Extract:
----

Skip to main content


Showing posts from April, 2009

Old Hickory House

I've eaten at the Old Hickory House near Northlake Mall quite a few times. I believe that it's a chain. This is classic BBQ that is very reliable. I usually get the ribs, although on a previous visit I discovered the gourmet BBQ sandwich. The beans are rich with brown sugar and quite a treat. I enjoy their fried okra. The atmosphere is classic, a sort of rustic coffee shop style. Even at my advanced age, I'm one of their younger customers. I find that comforting; I know they'll be around for quite awhile.

Decatur: Zucca Bar and Pizzeria

Zucca is in downtown Decatur next to the MARTA station. True to its name, it looks like a beer pub with its dark wood interior, but its menu is dominated by pizza and pasta. I had a slice and a pizza. As I've said before, the slice is not the perfect way to try a pizzeria. But this slice was pretty good. The crust was the right thickness and a little crisper than I would like probably because it was served as a slice. The pepperoni was fine, although it lacked the licorice flavor of the best pepperoni. The salad was very good: the vinagrette dressing was tart and the cheese sprinkled across it gave it a nice Italian touch. I didn't realize how cool the area around the Decator MARTA station is. It's quite the hangout. I have several more places to try.

----

Requirement 1:
Answer these questions from the restaurant reviews:
(a) Which mall is the Old Hickory House near?
(b) What is Zucca located next to in downtown Decatur?
(c) What flavor did the pepperoni lack?
Requirement 2: Continue the restaurant reviews from the point where they stop.
The entries have no connection to the restaurant reviews.

Rows:
----

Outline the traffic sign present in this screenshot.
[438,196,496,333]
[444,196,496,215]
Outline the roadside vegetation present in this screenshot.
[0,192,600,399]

----

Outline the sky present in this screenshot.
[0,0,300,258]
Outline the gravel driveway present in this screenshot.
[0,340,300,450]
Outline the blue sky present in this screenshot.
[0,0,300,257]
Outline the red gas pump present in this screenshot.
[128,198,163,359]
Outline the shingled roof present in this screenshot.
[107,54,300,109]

----

Task output 1:
(a) Northlake Mall
(b) The MARTA station
(c) The licorice flavor of the best pepperoni

Task output 2:
Eating Around Georgia Tech: Sublime Doughnuts

Today was my day to try Sublime Doughnuts on 10th Street.  I bought an assortment of donuts so that I could try several.  I sampled one of the chocolate donuts and a glazed donut. When it came to the jelly-filled donut, I couldn't resist and ate the whole thing.  These donuts are truly sublime in that they are subtle.  They are very tender with vibrant flavors but they aren't overly sweet.  I can testify from personal experience that making tender donuts is a challenge---tender donuts come from soft dough that is hard to work with. The owner, Kamal, is a food artisan.  He wears a chef's coat with his name on it.  He uses a stamp to sign every box of donuts.  He makes coffee one-by-one using a French press.  The shop has an upscale, youthful, loungelike atmosphere.

Eating Around Georgia Tech: City Cafe

I started off the morning on a quest for Sublime Donuts, but today is their day off.  Instead, I had breakfast at City Cafe on 10th Street.  I've had lunch there before but this was my first breakfast.  Overall, this is a standard coffee shop with the usual assortment of American food on the menu.  My waffle and turkey sausage were good and competently executed; no surprises here.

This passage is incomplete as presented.